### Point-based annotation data

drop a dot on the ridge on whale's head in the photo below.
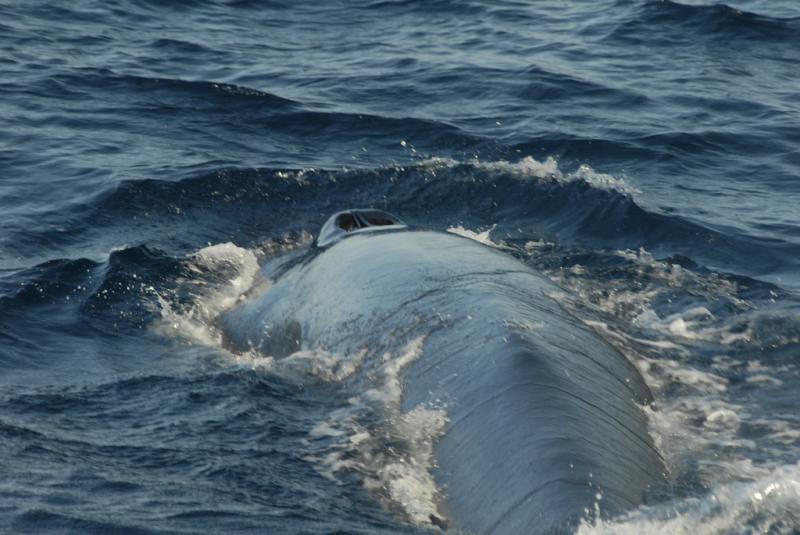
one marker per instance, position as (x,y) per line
(356,221)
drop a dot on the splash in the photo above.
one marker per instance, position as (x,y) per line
(393,457)
(769,503)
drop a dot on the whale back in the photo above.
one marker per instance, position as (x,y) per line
(545,422)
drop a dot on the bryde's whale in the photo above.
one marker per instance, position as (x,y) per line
(545,422)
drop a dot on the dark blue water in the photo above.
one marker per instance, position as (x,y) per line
(643,154)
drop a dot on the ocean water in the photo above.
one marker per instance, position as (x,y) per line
(645,155)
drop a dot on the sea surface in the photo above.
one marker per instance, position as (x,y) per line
(645,155)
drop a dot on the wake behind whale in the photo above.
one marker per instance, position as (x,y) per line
(544,423)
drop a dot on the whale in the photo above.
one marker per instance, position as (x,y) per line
(546,426)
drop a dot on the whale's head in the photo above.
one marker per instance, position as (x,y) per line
(356,221)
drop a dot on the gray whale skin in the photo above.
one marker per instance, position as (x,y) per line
(544,415)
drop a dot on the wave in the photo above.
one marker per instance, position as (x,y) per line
(655,21)
(527,197)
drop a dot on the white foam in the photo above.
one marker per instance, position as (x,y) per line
(224,274)
(480,237)
(529,168)
(401,473)
(768,503)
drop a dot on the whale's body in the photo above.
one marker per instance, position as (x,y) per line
(545,419)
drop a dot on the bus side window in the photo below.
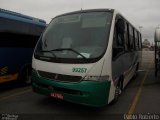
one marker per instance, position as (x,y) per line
(118,39)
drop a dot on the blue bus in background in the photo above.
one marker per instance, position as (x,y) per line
(18,36)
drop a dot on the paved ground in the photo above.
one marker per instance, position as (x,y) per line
(141,98)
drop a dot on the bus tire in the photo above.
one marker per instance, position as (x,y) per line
(118,90)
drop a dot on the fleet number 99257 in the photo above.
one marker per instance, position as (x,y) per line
(79,70)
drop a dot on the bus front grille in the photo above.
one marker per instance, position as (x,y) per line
(59,77)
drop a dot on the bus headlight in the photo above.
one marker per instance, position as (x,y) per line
(98,78)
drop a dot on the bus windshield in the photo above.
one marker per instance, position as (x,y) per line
(73,37)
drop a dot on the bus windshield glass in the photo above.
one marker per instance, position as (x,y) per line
(78,37)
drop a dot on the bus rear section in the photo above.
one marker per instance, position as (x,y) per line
(73,58)
(18,37)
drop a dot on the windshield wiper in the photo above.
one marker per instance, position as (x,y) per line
(69,49)
(50,51)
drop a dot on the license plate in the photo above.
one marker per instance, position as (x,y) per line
(57,95)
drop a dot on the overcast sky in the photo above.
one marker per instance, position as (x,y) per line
(145,13)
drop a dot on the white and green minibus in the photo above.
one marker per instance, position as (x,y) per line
(86,57)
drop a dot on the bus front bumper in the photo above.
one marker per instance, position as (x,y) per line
(91,93)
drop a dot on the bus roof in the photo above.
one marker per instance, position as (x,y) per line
(19,23)
(84,11)
(20,17)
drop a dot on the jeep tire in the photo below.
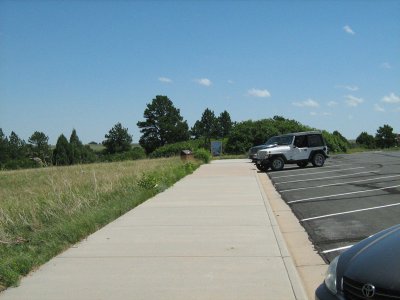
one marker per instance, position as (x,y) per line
(302,164)
(261,167)
(277,163)
(318,160)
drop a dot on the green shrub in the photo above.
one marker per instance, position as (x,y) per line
(203,155)
(176,148)
(133,154)
(148,182)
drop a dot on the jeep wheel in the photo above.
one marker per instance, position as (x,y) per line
(302,164)
(277,164)
(318,160)
(262,168)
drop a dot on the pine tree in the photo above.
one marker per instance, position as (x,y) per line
(61,153)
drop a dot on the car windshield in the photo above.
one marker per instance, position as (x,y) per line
(280,140)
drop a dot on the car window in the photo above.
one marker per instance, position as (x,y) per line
(300,141)
(285,140)
(315,140)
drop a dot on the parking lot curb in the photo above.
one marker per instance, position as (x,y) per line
(294,277)
(306,269)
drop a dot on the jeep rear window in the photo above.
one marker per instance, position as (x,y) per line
(315,140)
(280,140)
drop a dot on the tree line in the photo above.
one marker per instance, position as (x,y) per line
(163,127)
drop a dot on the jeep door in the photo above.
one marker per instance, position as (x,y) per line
(300,150)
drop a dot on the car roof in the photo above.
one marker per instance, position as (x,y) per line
(303,133)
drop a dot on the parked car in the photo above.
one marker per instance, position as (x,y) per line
(368,270)
(299,148)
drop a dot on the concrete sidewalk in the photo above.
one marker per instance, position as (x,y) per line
(211,236)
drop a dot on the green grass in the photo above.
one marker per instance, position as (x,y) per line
(45,211)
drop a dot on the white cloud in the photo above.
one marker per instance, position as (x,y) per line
(379,108)
(204,81)
(348,30)
(313,113)
(307,103)
(392,98)
(351,88)
(259,93)
(386,65)
(353,101)
(165,80)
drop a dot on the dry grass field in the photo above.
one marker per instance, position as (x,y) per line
(44,211)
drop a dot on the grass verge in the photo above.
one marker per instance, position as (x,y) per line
(45,211)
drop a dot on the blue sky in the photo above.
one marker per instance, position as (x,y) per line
(89,64)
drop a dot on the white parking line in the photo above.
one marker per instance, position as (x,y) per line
(343,194)
(329,177)
(316,173)
(337,249)
(339,183)
(348,212)
(291,170)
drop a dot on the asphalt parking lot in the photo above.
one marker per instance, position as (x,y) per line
(350,198)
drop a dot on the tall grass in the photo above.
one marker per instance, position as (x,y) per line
(44,211)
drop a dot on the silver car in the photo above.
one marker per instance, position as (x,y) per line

### Problem requirements
Give back each entry exactly as it appears, with no pictures.

### Expected answer
drop a dot on the ridge on whale's head in the photo below.
one marker per instance, position as (x,y) per line
(356,221)
drop a dot on the splash in the photo above.
one marker per instance, position as (x,y) per line
(393,457)
(769,503)
drop a dot on the whale back in the photo above.
one marker per instance, position as (x,y) per line
(545,422)
drop a dot on the bryde's whale in the photo above.
one marker per instance, position as (x,y) per line
(545,422)
drop a dot on the dark blue water in the photo above.
one marker per instance, position as (x,y) per line
(643,154)
drop a dot on the ocean water in the photo above.
one marker per instance, position as (x,y) per line
(645,155)
drop a dot on the sea surface in the photo above.
one marker per instance, position as (x,y) per line
(645,155)
drop a dot on the wake behind whale in the photo above.
one marker per instance, position as (x,y) per line
(544,423)
drop a dot on the whale in the photo above.
one marker per instance, position as (x,y) per line
(546,426)
drop a dot on the whale's head in the photo above.
one marker per instance, position as (x,y) per line
(356,221)
drop a dot on the gray whale skin in the photo above.
one marker per instance, position as (x,y) per line
(544,415)
drop a dot on the wave in the photo above.
one marker per instance, position as (x,y) per line
(655,21)
(527,197)
drop a dot on the white foam in the photo above.
one marker per instance, position as (x,y) per line
(224,274)
(480,237)
(529,168)
(401,473)
(768,503)
drop a dot on the whale's body in the photo above.
one marker per instance, position as (x,y) per line
(545,419)
drop a dot on the bus side window in the photo below.
one marker per instance, position as (x,y) per line
(118,39)
drop a dot on the blue bus in background in the photo above.
one marker per instance, position as (x,y) per line
(18,36)
drop a dot on the paved ground in the photo above.
one marker per instance, position as (x,y) per line
(141,98)
drop a dot on the bus tire in the photo above.
one marker per instance, position as (x,y) per line
(118,90)
drop a dot on the fleet number 99257 in the photo above.
one marker per instance, position as (x,y) per line
(79,70)
drop a dot on the bus front grille in the photo above.
one marker per instance, position as (x,y) per line
(59,77)
drop a dot on the bus headlight in the photo above.
one marker per instance, position as (x,y) per line
(98,78)
drop a dot on the bus windshield in the photo above.
one marker per instance, position as (x,y) per line
(73,37)
drop a dot on the bus windshield glass in the photo above.
one marker per instance, position as (x,y) per line
(78,37)
drop a dot on the bus rear section in the photo above.
one marker per instance, position as (x,y) per line
(73,58)
(18,37)
drop a dot on the windshield wiper in the photo above.
one marker per instance, position as (x,y) per line
(69,49)
(50,51)
drop a dot on the license plate in the photo above.
one marker per instance, position as (x,y) per line
(57,95)
drop a dot on the overcast sky in the photo above.
one marker per instance, position as (x,y) per line
(145,13)
drop a dot on the white and green minibus in the photo above.
one marker per instance, position as (x,y) per line
(86,57)
drop a dot on the bus front bumper in the photo above.
one marker per instance, position as (x,y) per line
(91,93)
drop a dot on the bus roof in the photo above.
one marker per instance, position as (x,y) per line
(19,23)
(84,11)
(20,17)
drop a dot on the jeep tire in the photo below.
one marker per instance, position as (x,y) per line
(302,164)
(261,167)
(277,163)
(318,160)
drop a dot on the green shrub in the photo above.
one marker per instance, position as (x,y) per line
(203,155)
(176,148)
(133,154)
(148,182)
drop a dot on the jeep wheel in the photo above.
one marker per instance, position as (x,y) per line
(302,164)
(277,164)
(318,160)
(262,168)
drop a dot on the pine tree in the photo above.
one marker per instance, position as (x,y) per line
(61,153)
drop a dot on the car windshield in the photo above.
one marker per instance, position as (x,y) per line
(280,140)
drop a dot on the car window in the photo above.
one marker per instance, position as (x,y) per line
(300,141)
(285,140)
(315,140)
drop a dot on the parking lot curb in the photo above.
one marker per instance, position as (x,y) per line
(294,277)
(306,269)
drop a dot on the jeep rear window in the photo above.
one marker per instance, position as (x,y) per line
(315,140)
(280,140)
drop a dot on the tree line in the photo above.
one marker per instance, position as (x,y) per line
(163,127)
drop a dot on the jeep door in the photo above.
one marker per instance, position as (x,y) per line
(300,150)
drop a dot on the car roof in the photo above.
one marker per instance, position as (x,y) per line
(303,133)
drop a dot on the parked car in the photo above.
one marker per instance, position as (x,y) per line
(368,270)
(299,148)
drop a dot on the concrete sidewalk in the photo above.
one marker per instance, position as (x,y) per line
(211,236)
drop a dot on the green grass in the photo above.
one marker per instance, position as (x,y) per line
(45,211)
drop a dot on the white cloud in the photo above.
one marker per instance, position as (x,y) per line
(379,108)
(204,81)
(348,30)
(313,113)
(307,103)
(392,98)
(351,88)
(259,93)
(386,65)
(353,101)
(165,80)
drop a dot on the dry grass field in the photo above.
one marker per instance, position as (x,y) per line
(44,211)
drop a dot on the grass verge in the photo above.
one marker per instance, position as (x,y) per line
(45,211)
drop a dot on the blue sky in the photo above.
one marker per instance, position as (x,y) per line
(89,64)
drop a dot on the white parking line in the photo above.
one marker per instance, position as (x,y) per line
(343,194)
(329,177)
(316,173)
(337,249)
(339,183)
(348,212)
(291,170)
drop a dot on the asphalt parking lot in the photo above.
one marker per instance, position as (x,y) per line
(350,198)
drop a dot on the tall grass in the photo above.
one marker per instance, position as (x,y) per line
(44,211)
drop a dot on the silver car in the photo above.
one marker per instance, position as (x,y) per line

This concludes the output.